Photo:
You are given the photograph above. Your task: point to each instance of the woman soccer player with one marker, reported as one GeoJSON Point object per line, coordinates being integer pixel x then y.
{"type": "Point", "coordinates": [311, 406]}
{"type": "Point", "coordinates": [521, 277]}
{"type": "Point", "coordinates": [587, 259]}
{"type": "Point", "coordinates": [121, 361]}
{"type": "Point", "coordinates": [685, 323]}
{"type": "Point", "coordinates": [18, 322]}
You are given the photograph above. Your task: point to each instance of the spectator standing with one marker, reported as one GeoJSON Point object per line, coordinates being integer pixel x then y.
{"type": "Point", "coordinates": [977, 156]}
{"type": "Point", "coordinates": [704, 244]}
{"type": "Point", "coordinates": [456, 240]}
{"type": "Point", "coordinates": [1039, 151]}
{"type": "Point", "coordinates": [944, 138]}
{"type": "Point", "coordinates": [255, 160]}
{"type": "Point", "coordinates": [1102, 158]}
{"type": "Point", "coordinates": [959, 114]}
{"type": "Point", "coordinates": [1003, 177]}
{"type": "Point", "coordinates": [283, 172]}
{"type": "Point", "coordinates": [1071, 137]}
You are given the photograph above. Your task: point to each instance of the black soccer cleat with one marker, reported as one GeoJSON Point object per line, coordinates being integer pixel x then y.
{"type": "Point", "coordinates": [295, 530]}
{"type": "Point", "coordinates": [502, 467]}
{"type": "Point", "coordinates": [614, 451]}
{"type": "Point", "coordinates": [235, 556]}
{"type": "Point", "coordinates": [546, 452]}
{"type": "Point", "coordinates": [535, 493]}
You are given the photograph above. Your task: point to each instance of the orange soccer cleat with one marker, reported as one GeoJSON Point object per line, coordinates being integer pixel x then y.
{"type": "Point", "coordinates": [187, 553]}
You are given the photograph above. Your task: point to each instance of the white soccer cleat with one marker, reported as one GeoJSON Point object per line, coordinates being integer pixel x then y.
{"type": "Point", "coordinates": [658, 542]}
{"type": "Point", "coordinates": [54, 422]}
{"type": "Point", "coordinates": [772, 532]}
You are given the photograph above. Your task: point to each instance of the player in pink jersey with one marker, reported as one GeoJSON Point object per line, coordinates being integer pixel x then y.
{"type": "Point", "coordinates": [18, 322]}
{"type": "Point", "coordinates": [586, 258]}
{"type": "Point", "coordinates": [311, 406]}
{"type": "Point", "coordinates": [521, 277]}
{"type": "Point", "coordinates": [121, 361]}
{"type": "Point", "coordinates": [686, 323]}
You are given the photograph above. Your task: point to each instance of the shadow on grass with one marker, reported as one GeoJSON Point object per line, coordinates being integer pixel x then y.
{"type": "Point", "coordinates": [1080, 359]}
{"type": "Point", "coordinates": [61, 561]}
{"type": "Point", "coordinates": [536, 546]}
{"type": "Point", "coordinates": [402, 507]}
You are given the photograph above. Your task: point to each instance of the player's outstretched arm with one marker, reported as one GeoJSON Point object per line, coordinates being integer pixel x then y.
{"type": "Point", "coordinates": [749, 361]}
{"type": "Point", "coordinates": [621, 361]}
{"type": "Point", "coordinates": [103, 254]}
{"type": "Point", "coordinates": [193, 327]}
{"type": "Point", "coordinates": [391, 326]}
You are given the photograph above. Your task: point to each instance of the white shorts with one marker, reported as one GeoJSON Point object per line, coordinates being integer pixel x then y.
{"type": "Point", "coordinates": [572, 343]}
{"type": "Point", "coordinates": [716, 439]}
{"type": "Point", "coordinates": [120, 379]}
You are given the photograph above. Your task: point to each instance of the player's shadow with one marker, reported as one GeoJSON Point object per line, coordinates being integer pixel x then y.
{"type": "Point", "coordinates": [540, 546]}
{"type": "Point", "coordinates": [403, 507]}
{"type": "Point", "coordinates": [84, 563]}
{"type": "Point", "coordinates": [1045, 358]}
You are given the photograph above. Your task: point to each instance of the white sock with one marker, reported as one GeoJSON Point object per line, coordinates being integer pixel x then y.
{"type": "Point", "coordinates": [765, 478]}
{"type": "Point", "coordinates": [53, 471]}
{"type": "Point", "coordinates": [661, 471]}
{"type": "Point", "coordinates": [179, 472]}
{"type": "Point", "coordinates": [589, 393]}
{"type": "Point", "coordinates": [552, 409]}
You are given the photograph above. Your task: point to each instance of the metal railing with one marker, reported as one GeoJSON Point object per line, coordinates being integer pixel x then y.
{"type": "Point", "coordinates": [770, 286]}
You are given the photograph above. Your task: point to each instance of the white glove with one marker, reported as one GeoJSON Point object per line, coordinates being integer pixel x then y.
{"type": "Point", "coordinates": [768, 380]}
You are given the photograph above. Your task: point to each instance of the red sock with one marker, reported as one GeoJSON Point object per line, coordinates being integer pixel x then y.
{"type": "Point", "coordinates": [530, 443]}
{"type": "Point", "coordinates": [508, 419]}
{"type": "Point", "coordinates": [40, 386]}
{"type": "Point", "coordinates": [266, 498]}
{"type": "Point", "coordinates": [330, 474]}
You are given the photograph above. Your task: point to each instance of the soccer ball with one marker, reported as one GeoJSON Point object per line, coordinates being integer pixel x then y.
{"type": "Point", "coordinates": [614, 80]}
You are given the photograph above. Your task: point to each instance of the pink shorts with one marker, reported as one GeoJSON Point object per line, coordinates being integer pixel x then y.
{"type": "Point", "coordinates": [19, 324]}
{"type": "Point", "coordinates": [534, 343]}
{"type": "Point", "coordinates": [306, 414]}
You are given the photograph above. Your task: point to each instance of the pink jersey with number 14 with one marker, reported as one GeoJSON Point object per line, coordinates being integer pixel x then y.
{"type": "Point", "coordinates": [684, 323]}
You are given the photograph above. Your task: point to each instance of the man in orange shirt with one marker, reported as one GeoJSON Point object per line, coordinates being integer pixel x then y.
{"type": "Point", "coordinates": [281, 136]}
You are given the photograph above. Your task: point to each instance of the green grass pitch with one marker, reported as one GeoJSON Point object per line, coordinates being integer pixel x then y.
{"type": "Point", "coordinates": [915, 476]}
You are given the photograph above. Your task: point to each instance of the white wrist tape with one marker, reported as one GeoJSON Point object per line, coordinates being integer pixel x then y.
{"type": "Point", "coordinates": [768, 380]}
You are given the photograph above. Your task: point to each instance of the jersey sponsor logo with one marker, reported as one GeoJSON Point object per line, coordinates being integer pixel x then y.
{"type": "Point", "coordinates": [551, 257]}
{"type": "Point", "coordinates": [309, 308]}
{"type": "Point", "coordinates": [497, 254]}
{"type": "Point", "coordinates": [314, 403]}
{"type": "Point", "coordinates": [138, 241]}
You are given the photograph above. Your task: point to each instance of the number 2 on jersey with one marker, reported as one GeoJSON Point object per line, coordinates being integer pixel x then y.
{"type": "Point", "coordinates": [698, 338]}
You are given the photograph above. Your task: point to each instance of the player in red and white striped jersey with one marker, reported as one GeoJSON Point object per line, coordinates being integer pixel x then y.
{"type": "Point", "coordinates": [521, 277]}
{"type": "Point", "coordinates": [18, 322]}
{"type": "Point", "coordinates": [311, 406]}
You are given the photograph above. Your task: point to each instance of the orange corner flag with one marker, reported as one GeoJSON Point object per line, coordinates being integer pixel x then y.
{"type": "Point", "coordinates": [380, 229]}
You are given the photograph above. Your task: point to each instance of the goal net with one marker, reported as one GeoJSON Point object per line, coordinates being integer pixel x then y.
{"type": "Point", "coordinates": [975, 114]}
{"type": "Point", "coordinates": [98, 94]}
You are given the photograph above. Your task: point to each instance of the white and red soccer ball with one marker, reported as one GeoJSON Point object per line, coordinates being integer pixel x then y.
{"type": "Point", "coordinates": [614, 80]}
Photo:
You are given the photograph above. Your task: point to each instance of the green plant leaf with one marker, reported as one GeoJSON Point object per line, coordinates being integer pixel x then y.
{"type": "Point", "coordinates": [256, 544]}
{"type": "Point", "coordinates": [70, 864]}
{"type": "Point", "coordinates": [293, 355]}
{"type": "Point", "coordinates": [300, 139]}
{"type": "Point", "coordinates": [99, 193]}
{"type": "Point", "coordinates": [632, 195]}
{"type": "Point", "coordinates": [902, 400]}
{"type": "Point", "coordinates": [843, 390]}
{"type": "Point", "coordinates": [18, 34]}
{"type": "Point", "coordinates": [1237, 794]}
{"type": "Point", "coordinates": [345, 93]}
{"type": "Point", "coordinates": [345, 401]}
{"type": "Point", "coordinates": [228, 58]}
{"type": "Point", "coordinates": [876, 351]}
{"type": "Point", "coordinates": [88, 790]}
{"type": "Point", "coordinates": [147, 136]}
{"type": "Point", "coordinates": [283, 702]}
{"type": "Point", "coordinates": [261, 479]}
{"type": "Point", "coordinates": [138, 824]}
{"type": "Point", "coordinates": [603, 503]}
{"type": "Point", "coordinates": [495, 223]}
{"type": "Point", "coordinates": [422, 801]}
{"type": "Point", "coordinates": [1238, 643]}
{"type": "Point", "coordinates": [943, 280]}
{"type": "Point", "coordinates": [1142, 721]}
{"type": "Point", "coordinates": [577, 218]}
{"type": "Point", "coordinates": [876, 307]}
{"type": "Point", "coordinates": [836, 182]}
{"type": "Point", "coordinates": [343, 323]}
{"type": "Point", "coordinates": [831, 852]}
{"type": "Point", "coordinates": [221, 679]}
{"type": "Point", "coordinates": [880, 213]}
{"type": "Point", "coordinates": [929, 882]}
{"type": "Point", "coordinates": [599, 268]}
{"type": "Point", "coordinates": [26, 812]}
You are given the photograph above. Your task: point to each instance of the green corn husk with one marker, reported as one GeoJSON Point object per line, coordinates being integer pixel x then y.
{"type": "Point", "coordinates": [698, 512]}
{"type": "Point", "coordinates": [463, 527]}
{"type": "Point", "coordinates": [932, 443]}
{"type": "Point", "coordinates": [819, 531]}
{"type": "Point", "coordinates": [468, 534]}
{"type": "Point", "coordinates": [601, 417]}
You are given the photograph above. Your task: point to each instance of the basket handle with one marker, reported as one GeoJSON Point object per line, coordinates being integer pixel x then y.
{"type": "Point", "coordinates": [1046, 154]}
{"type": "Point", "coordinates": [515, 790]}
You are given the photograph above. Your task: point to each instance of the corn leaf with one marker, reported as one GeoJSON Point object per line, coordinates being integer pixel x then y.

EXERCISE PROMPT | Rewrite everything from the line containing "the green corn" down to the end of the listing, with "marker" replaced by "pin" and nothing else altered.

SOLUTION |
You are given the photograph above. Your task: point to each instance of the green corn husk with one pin, reported as one GeoJSON Point object per line, coordinates being integer pixel x then y.
{"type": "Point", "coordinates": [698, 512]}
{"type": "Point", "coordinates": [463, 527]}
{"type": "Point", "coordinates": [932, 443]}
{"type": "Point", "coordinates": [819, 531]}
{"type": "Point", "coordinates": [468, 534]}
{"type": "Point", "coordinates": [601, 417]}
You are given the photograph above. Your task: point to each instance of the basket handle with one pin, reported as one GeoJSON Point object per line, coordinates being integer pixel x then y.
{"type": "Point", "coordinates": [1046, 154]}
{"type": "Point", "coordinates": [515, 790]}
You are given the photograph above. Your task: point to each instance of the corn leaf with one pin, reported as one GeoJSON Point object per line, coordinates being integer pixel x then y.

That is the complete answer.